Problems and tasks:
- a) Transcribe the passage of the grass pea micropyle abstract starting with "Design/methodology/approach" and going on through "computer software (ImageJ).".
- b) Carry the grass pea micropyle abstract forward, writing the part that comes after its last sentence.

Provided text:

▬▬▬▬▬▬▬▬▬▬

Abstract
Purpose
This study aims to identify the location of the micropyle, the role of the micropyle in seed germination and the association between the micropyle size and seed weight of grass peas.
Design/methodology/approach
First, the micropyle was identified by cutting the seed in half and observing the seeds under the electron microscope. Second, the micropyle was covered by lanolin to block water imbibition. The rate of imbibition and germination was then observed. Lastly, micropyle sizes of various grass pea genotypes were identified by capturing seed images under a light microscope and converting the sizes to mm2 using computer software (ImageJ).
Findings
The location of micropyle was located nearby the hilum, similar to soybean seeds. Seed imbibition was significantly lower in lanolin application (<87%) than in the control (>124%) after 24 hours of submergence. Germination was a day delay for lanolin application on the micropyle compared to lanolin application on the non-micropyle. The germination delay resulted in a significantly lower germination percentage at <57% on the micropyle lanolin application than at >79% on the non-micropyle lanolin application after 10 days of sowing. There is no correlation between the micropyle size and seed weight.

▬▬▬▬▬▬▬▬▬▬

Records supplied:
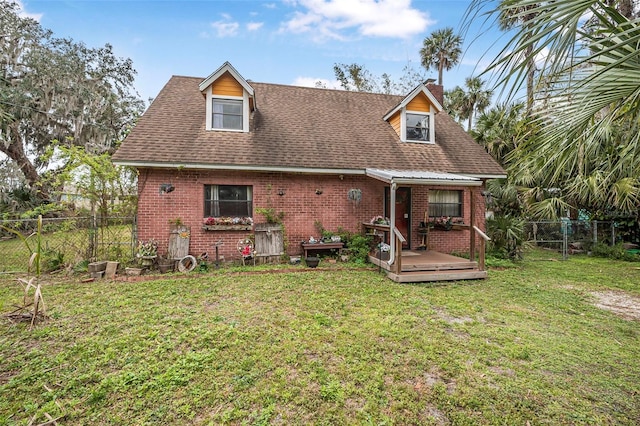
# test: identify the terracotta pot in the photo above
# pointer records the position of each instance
(312, 261)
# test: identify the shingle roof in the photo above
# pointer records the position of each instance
(296, 127)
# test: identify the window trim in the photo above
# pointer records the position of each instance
(245, 111)
(403, 126)
(215, 197)
(460, 202)
(214, 113)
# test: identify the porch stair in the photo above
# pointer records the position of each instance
(432, 266)
(432, 276)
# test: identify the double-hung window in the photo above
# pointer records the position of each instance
(228, 201)
(418, 129)
(445, 203)
(227, 114)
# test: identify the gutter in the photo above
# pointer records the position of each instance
(160, 165)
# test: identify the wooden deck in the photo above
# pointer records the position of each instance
(429, 265)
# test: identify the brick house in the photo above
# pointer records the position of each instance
(227, 146)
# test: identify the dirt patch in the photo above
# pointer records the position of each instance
(620, 303)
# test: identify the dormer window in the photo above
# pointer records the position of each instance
(418, 127)
(227, 114)
(413, 119)
(230, 100)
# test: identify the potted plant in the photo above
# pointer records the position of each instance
(148, 252)
(312, 261)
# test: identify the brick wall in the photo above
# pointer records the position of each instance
(301, 204)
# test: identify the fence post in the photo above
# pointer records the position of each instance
(134, 236)
(565, 240)
(92, 252)
(613, 234)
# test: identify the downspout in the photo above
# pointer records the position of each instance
(392, 224)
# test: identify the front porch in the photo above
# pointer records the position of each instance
(430, 265)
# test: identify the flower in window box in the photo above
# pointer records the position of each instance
(442, 222)
(379, 220)
(147, 248)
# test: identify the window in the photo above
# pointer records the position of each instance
(227, 114)
(418, 127)
(228, 200)
(445, 203)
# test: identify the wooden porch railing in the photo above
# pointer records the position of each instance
(483, 243)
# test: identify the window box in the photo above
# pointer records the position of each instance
(227, 227)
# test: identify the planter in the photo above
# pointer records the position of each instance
(133, 271)
(382, 255)
(312, 261)
(110, 270)
(227, 227)
(148, 260)
(166, 266)
(97, 266)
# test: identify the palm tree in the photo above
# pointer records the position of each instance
(463, 105)
(477, 98)
(441, 50)
(500, 130)
(587, 140)
(521, 16)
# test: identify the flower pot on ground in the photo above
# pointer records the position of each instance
(166, 265)
(312, 261)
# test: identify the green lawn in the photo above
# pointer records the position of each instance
(526, 346)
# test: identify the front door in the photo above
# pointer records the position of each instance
(403, 211)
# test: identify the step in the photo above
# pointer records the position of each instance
(430, 276)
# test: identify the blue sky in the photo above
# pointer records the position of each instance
(287, 42)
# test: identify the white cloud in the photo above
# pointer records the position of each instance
(381, 18)
(313, 82)
(225, 28)
(254, 26)
(24, 14)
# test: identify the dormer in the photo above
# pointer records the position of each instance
(413, 119)
(229, 98)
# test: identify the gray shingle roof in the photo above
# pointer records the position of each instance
(296, 127)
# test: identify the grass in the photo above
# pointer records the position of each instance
(328, 347)
(67, 246)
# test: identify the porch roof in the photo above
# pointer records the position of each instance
(416, 177)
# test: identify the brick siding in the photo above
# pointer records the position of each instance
(300, 203)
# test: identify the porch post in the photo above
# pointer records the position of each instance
(392, 220)
(472, 232)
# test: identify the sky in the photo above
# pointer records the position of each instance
(293, 42)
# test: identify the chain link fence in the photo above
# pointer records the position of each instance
(570, 236)
(67, 242)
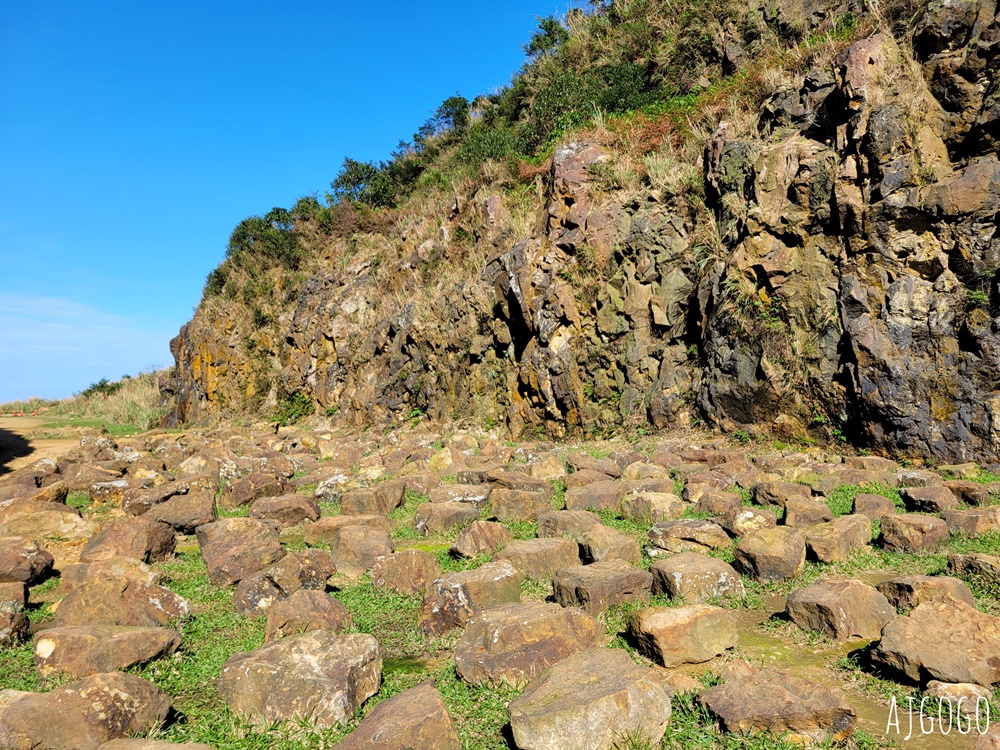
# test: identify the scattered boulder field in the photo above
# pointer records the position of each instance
(423, 590)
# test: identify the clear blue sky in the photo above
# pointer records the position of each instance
(135, 135)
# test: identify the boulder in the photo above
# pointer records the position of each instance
(23, 561)
(695, 578)
(842, 610)
(928, 499)
(942, 640)
(455, 598)
(776, 701)
(481, 538)
(778, 493)
(82, 715)
(688, 535)
(652, 507)
(976, 564)
(689, 634)
(109, 597)
(570, 524)
(518, 505)
(837, 540)
(136, 537)
(590, 701)
(435, 518)
(514, 643)
(285, 510)
(873, 506)
(540, 558)
(406, 572)
(317, 676)
(974, 523)
(76, 652)
(748, 521)
(603, 495)
(912, 532)
(322, 532)
(185, 513)
(907, 592)
(594, 588)
(236, 548)
(354, 549)
(603, 543)
(304, 611)
(416, 718)
(771, 555)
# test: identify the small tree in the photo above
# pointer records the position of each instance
(551, 33)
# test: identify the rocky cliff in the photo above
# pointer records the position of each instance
(835, 277)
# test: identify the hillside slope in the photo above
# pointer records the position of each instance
(794, 230)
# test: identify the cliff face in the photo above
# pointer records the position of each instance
(841, 281)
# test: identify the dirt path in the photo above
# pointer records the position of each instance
(19, 448)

▬▬▬▬▬▬▬▬▬▬

Task-by-task outputs:
- a)
Design/methodology/approach
First, the micropyle was identified by cutting the seed in half and observing the seeds under the electron microscope. Second, the micropyle was covered by lanolin to block water imbibition. The rate of imbibition and germination was then observed. Lastly, micropyle sizes of various grass pea genotypes were identified by capturing seed images under a light microscope and converting the sizes to mm2 using computer software (ImageJ).

- b)
Originality/value
These findings add information on the location and the role of the micropyle for grass pea seed germination.
Keywords
Citation
Wiraguna, E. (2023), "The role of micropyle for grass pea germination", Arab Gulf Journal of Scientific Research, Vol. ahead-of-print No. ahead-of-print. https://doi.org/10.1108/AGJSR-01-2023-0015
Publisher
:Emerald Publishing Limited
Copyright © 2023, Edi Wiraguna
License
Published in Arab Gulf Journal of Scientific Research. Published by Emerald Publishing Limited. This article is published under the Creative Commons Attribution (CC BY 4.0) licence. Anyone may reproduce, distribute, translate and create derivative works of this article (for both commercial and non-commercial purposes), subject to full attribution to the original publication and authors. The full terms of this licence may be seen at http://creativecommons.org/licences/by/4.0/legalcode
Introduction
Grass pea (Lathyrus sativus L.) is one of the important legume crops in Bangladesh, Ethiopia and Pakistan (Benková & Žáková, 2001; Campbell et al., 1994; Tadesse & Bekele, 2001; Yigzaw et al., 2001). Grass pea contains high protein in seeds higher than chickpea (Cicer arietinum L., ∼18%) and similar to that of field pea (Pisum sativum L.) and faba bean (Vicia faba L.) (Yan et al., 2006). Grass pea is also reputed to be tolerant to abiotic stresses such as flooding and low soil fertility (Benková & Žáková, 2001; Campbell et al., 1994; Tadesse & Bekele, 2001; Yigzaw et al., 2001).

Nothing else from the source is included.